Цель задания A:
Почему, судя по отрывку ниже, три заказных письма с признаниями ничего не меняют для того, кто пишет Тамаре Александровне? Ответьте одним-двумя предложениями.

И папа раскричался тоже.
– Это, кричит, – не общественная!
Ну что тут скажешь! Я стою себе и думаю: «Любит ведь, явно любит, коли до этого дошло! Ведь вон, думаю, каким хитрым манером призналась! Но которая? Вот вопрос. Ах, если-бы это была она! т. е. Тамара!»
Только это я так подумал, вдруг звонок, приходит почтальон и приносит мне три заказных письма. И выходит, что все три зараз любят. А что мне до других, когда я Вас, именно Вас, дорогая Тамара Александровна люблю.
Как увидал Вас, пять лет тому назад в Союзе Поэтов, так с тех пор и люблю.
Сильно сломило это мою натуру. Хожу как дурак. Апетита лишился. А съем что через силу, так сразу отрыжка кислая. И сна лишился. Как только спать, так левую ноздрю закладывает, прямо не продохнешь!
Но любовь, можно сказать, священный пламень, все прошибет!
Пять лет любовался Вами. Как Вы прекрасны! Тамара Александровна, если б Вы только знали!
Милая, дорогая Тамара Александровна! Зачем Шурка мой друг! Какая насмешка судьбы! Ведь, не знай я Шуру, я бы и Вас не знал!
Нет!..
Или вернее да! Да, только Вы, Тамара Александровна, способны сделать меня счастливым. Вы пишите мне: «…Я не Ваш вкус». Ах! Слова бессильны, а звуки не изобразимы! Тамарочка, радуга моя!
Твой Даня.
5 декабря 1930 года
Т. А. Липавской*
<Детское Село>. 17 июля 1931 г.
Матушка моя, дорогая Тамара Александровна, не люблю писать зря, когда нечего. Ничего ровно не изменилось с тех пор, как Вы уехали. Так же все Валентина Ефимовна ходит к Тамаре Григорьевне, Тамара Григорьевна к Валентине Ефимовне, Александра Григорьевна к Леониду Савельевичу, а Леонид Савельевич к Александру Ивановичу. Абсолютно также ничего не могу сказать и о себе. Немного загорел, немного пополнел, немного похорошел, но даже и с этим не все согласны.

Показанные записи:
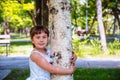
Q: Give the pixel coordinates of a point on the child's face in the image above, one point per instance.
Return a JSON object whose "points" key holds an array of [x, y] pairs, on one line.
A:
{"points": [[40, 40]]}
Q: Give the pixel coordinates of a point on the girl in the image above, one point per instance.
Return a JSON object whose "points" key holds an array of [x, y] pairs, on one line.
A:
{"points": [[40, 61]]}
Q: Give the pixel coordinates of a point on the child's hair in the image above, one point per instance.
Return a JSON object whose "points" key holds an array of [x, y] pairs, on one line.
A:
{"points": [[37, 30]]}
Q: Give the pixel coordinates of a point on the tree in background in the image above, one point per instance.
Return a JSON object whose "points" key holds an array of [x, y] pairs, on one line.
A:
{"points": [[61, 35], [100, 24]]}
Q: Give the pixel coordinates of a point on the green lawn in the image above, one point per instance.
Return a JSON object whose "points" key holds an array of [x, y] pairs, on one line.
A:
{"points": [[80, 74]]}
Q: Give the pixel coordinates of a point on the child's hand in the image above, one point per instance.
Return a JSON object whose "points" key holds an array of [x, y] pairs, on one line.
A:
{"points": [[72, 68], [73, 58]]}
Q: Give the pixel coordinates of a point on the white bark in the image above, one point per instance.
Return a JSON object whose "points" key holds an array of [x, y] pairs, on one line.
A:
{"points": [[101, 27], [60, 35]]}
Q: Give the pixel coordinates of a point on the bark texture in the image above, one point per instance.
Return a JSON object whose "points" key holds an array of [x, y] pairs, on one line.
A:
{"points": [[60, 35], [101, 27]]}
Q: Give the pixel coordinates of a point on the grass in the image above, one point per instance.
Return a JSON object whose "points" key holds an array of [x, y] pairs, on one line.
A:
{"points": [[79, 74]]}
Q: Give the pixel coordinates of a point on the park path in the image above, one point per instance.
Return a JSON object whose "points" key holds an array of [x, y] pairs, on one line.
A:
{"points": [[21, 62]]}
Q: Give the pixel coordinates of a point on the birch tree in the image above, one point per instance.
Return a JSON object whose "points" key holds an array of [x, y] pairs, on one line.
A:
{"points": [[61, 35], [100, 24]]}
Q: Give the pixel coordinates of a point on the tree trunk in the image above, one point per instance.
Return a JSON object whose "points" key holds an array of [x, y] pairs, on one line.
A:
{"points": [[41, 12], [101, 27], [61, 35]]}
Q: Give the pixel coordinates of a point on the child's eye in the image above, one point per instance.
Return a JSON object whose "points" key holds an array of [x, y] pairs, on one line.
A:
{"points": [[44, 36]]}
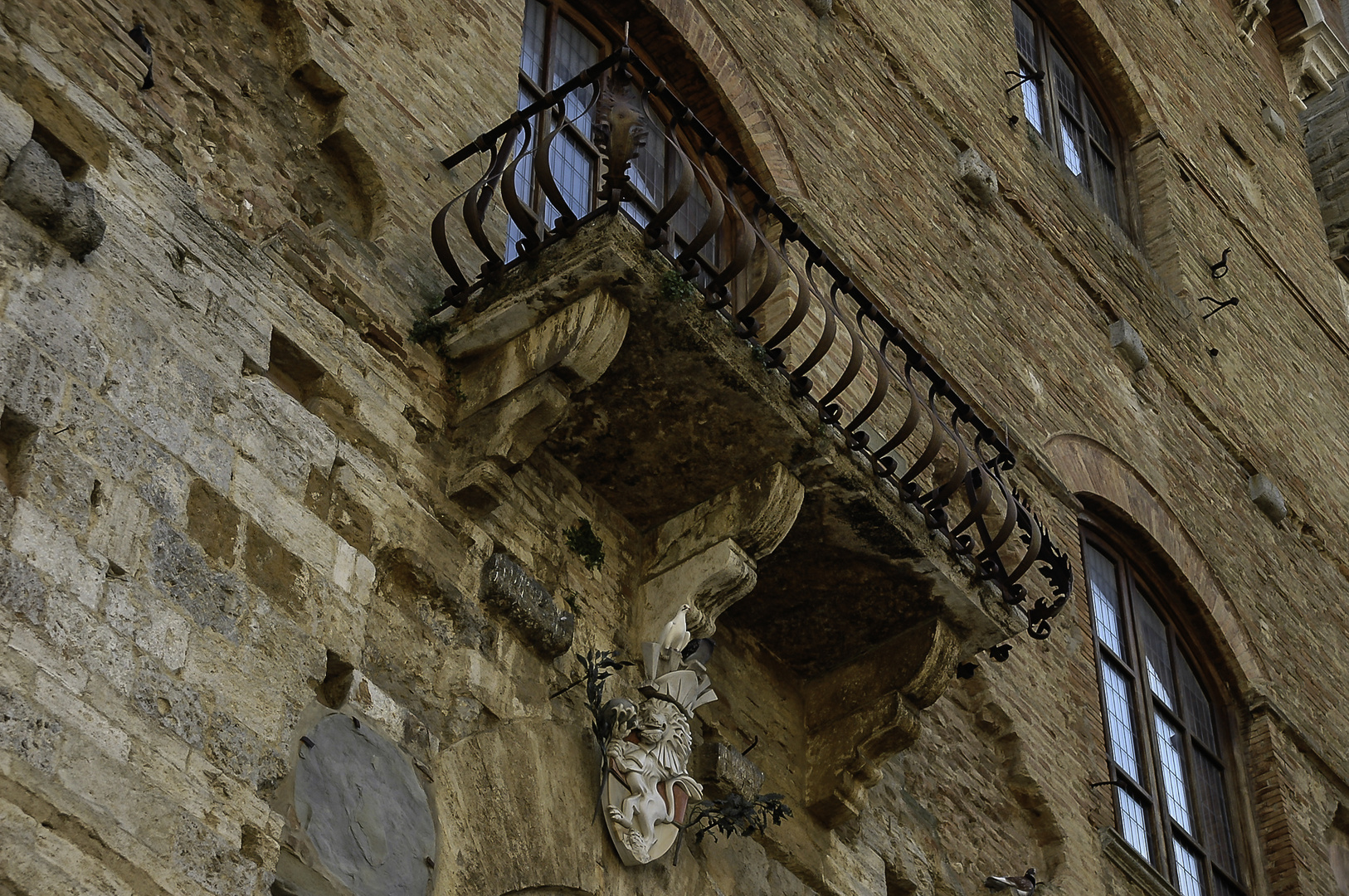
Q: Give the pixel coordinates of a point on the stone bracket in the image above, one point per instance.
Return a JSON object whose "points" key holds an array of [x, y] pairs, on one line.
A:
{"points": [[706, 556], [526, 602], [514, 390], [861, 715]]}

Цель задания B:
Масштабируйте записи между строкой, содержащей «the child's eye», и концом записей включительно. Умножьте каждую координату точек в ответах на 2,55 и округлите до целых, половины вверх. Запросы оставьте без изменений, а картинки в ответ не включайте.

Итог упражнения A:
Пишущий любит именно Тамару Александровну, и до других ему нет дела. Эта любовь длится с тех пор, как он увидал её пять лет назад в Союзе Поэтов.

Итог упражнения B:
Q: Give the pixel coordinates of a point on the child's eye in the image above, one point per instance.
Return a JSON object whose "points" key holds an array of [x, y] pairs, on one line.
A:
{"points": [[112, 92]]}
Q: Give the pixel coordinates of a point on the stone bracket in the image above, one point per instance.
Return a JSON object whose "points" key holds an array of [x, y] pairs, on one line.
A:
{"points": [[1800, 1418], [1341, 1535], [1311, 995], [2196, 1823]]}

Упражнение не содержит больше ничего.